(Problem to solve): Report every line of the data below that contains the string "postcard", copying each line in full. Match case exactly.

═══ Dataset records

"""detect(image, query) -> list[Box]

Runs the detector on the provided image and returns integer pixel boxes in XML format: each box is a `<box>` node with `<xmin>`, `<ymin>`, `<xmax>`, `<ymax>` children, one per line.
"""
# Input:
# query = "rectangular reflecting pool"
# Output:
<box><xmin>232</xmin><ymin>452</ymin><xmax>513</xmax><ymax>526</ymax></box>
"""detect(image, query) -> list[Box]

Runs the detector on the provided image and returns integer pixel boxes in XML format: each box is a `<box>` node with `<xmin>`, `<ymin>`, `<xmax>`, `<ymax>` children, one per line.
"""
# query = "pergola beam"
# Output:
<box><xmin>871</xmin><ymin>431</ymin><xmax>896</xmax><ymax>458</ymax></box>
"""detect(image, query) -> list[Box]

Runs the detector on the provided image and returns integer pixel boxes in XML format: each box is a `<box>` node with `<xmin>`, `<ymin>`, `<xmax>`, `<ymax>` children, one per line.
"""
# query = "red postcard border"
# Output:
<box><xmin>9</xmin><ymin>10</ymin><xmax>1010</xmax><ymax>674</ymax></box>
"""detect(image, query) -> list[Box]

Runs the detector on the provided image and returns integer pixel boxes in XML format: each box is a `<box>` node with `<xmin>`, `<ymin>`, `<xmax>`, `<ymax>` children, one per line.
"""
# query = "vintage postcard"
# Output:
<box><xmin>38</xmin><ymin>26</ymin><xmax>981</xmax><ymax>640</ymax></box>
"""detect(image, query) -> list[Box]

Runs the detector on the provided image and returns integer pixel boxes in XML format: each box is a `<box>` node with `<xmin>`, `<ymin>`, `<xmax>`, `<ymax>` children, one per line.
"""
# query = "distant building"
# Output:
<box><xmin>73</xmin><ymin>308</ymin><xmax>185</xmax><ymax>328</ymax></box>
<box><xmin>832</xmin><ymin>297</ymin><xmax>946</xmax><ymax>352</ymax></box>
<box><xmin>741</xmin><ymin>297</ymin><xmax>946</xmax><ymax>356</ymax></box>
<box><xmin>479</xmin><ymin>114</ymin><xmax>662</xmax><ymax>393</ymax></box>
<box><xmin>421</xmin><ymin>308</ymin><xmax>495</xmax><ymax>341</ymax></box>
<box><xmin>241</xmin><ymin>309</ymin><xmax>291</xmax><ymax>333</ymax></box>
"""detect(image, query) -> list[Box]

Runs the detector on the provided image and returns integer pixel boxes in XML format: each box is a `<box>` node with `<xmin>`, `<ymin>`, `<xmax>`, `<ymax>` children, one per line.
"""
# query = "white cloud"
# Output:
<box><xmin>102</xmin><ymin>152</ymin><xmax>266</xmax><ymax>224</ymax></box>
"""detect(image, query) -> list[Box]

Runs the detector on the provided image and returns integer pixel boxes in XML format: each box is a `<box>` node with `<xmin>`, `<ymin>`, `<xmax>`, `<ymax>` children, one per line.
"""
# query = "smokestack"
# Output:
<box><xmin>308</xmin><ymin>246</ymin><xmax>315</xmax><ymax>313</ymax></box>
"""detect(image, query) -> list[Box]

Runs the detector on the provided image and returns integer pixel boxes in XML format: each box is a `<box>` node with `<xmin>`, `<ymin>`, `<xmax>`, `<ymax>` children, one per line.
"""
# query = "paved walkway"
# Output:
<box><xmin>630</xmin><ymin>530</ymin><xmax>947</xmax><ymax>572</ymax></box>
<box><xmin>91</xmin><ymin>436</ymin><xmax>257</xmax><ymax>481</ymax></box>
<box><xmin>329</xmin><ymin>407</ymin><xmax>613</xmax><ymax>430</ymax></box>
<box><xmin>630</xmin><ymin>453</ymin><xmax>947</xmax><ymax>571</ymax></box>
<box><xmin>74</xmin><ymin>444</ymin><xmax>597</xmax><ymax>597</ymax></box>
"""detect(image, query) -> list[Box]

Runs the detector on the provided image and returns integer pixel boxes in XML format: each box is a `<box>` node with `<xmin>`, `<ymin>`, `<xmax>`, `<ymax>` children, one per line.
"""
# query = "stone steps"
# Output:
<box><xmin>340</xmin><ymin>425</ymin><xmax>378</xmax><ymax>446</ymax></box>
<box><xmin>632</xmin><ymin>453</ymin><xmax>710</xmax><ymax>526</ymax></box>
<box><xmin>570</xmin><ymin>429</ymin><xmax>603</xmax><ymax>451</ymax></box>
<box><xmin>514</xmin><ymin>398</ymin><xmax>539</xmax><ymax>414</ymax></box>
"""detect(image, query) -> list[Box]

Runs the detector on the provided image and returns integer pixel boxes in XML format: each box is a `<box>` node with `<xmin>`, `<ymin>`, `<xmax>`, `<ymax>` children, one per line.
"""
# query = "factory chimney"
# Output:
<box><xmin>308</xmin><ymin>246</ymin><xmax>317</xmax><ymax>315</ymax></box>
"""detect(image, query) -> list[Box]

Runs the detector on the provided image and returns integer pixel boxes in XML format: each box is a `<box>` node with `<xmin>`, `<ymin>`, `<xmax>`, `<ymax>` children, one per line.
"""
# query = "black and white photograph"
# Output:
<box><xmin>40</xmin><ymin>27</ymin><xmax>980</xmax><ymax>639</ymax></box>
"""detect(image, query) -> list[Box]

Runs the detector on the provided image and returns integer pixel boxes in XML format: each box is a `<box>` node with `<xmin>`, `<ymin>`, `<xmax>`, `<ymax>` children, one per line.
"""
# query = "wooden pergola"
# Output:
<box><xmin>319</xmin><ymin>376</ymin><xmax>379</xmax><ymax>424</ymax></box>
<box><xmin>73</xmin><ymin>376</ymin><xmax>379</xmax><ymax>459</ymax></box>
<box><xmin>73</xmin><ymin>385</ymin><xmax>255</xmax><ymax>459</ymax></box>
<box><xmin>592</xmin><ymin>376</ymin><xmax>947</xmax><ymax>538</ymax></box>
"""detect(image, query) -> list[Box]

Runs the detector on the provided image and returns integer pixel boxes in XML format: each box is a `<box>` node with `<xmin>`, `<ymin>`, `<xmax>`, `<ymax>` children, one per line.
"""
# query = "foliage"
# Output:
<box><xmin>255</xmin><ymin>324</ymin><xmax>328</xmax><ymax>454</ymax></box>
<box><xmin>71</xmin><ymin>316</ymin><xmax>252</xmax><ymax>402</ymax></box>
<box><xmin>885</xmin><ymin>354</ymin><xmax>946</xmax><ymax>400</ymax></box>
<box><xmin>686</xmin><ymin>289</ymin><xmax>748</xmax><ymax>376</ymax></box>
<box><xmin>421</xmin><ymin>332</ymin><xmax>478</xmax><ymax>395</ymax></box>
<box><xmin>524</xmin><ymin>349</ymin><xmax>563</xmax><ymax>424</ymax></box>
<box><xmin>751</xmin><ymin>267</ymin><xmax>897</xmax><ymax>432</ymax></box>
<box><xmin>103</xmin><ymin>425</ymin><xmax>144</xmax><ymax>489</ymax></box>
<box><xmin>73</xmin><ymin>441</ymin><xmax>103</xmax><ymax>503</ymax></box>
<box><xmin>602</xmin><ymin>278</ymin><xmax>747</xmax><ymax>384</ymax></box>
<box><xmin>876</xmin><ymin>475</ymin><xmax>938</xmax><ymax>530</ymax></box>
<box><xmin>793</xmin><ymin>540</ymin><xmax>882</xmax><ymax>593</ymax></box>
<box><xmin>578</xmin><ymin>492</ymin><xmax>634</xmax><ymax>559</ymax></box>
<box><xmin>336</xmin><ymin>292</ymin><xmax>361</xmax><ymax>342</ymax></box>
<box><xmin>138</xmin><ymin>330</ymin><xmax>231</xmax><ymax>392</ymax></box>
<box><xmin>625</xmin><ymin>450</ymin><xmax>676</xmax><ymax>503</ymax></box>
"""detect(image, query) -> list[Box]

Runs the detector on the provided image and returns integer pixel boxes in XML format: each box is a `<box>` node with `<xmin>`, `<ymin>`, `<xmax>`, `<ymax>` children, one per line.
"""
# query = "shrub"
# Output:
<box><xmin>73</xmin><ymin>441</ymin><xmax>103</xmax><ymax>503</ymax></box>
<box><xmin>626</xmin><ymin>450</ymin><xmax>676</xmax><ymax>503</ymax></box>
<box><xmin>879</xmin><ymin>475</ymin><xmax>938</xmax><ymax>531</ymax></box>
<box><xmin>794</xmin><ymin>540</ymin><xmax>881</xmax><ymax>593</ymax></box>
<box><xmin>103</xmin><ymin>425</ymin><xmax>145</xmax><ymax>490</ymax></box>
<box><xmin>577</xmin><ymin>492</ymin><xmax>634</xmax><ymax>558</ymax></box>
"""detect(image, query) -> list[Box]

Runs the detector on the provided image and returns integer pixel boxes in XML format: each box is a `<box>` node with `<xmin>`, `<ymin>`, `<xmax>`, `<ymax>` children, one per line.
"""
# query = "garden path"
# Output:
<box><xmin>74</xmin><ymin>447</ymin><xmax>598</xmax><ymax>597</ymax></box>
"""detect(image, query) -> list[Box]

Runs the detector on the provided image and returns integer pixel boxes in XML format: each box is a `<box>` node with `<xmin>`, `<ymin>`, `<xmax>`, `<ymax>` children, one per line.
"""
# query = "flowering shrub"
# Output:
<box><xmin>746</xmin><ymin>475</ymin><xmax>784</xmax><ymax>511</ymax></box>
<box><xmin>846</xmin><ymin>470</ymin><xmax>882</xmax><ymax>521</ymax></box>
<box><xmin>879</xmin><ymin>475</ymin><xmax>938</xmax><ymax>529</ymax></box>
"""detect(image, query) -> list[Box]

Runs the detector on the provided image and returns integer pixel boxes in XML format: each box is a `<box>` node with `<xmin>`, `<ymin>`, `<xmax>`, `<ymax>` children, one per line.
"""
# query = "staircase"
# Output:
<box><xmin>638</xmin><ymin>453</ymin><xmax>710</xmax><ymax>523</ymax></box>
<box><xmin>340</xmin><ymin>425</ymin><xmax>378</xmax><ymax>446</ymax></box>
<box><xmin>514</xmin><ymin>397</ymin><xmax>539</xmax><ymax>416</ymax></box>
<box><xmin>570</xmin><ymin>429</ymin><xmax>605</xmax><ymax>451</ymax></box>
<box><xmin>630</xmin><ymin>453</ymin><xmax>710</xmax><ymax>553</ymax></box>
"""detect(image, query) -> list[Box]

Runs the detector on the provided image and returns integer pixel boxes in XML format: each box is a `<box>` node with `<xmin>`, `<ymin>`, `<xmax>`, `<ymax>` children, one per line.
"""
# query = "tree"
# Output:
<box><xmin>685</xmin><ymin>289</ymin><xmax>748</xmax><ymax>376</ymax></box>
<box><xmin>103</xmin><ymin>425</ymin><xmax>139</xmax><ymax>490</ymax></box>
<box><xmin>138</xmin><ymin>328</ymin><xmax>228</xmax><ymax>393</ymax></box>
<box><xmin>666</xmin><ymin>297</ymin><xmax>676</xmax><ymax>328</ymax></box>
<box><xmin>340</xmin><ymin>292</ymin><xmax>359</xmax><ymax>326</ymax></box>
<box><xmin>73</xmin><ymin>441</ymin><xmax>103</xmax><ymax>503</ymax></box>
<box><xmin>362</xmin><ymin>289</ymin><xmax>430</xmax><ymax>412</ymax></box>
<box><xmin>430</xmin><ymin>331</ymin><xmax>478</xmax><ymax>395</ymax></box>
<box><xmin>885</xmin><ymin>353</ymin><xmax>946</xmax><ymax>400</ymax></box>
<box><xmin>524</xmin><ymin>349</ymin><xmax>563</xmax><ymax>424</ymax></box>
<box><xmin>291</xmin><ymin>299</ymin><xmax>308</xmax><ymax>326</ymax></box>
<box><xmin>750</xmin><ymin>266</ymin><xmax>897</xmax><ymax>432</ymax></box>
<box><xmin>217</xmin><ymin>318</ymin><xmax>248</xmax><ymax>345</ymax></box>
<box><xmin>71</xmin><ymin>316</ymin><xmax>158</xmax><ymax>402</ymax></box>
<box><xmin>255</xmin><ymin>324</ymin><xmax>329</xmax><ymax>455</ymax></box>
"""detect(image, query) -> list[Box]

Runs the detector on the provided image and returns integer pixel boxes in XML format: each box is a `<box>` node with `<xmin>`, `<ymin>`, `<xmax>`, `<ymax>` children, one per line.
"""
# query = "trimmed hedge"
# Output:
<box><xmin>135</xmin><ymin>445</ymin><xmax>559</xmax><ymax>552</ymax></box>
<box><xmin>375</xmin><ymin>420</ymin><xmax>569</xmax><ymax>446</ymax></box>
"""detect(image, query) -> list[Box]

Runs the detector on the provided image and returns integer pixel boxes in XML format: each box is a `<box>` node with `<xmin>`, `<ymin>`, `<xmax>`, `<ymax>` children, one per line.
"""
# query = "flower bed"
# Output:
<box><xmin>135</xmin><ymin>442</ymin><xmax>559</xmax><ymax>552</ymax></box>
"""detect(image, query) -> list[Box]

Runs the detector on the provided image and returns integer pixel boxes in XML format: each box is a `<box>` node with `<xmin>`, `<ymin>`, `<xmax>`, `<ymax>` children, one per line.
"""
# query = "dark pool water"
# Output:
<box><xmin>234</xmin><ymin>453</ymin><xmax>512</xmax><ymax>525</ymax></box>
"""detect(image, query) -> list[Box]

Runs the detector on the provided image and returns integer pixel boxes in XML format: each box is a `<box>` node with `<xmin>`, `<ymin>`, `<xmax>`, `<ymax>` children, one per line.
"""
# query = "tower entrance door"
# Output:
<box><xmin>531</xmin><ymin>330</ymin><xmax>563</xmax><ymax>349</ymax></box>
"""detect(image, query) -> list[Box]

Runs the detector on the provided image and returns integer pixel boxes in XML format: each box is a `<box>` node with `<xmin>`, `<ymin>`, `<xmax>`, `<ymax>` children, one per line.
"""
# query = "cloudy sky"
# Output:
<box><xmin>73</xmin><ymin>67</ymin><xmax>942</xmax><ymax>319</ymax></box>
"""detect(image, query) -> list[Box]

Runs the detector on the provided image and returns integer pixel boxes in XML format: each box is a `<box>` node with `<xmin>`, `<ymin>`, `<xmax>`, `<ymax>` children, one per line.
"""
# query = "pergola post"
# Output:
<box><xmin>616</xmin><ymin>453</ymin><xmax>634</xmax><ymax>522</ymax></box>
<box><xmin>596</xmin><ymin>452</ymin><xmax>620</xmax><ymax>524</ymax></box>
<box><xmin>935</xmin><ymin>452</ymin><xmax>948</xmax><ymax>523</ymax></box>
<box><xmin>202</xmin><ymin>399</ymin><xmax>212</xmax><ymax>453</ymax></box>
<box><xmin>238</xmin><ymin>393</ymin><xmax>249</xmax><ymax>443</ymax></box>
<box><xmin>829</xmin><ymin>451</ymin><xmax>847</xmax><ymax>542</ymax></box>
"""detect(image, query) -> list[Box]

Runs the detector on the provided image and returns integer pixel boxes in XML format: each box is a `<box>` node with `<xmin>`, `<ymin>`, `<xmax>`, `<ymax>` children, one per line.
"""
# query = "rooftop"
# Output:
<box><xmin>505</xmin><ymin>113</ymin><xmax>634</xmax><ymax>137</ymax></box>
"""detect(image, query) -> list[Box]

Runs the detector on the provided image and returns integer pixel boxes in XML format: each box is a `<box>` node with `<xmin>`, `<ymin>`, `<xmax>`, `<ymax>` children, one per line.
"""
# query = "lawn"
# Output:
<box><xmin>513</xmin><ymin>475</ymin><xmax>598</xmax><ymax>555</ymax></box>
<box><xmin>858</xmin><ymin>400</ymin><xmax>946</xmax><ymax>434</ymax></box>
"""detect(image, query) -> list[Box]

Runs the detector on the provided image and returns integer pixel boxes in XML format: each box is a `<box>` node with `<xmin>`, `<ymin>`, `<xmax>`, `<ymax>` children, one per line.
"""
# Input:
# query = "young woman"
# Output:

══════

(Response):
# query = "red postcard border"
# query = "vintage postcard"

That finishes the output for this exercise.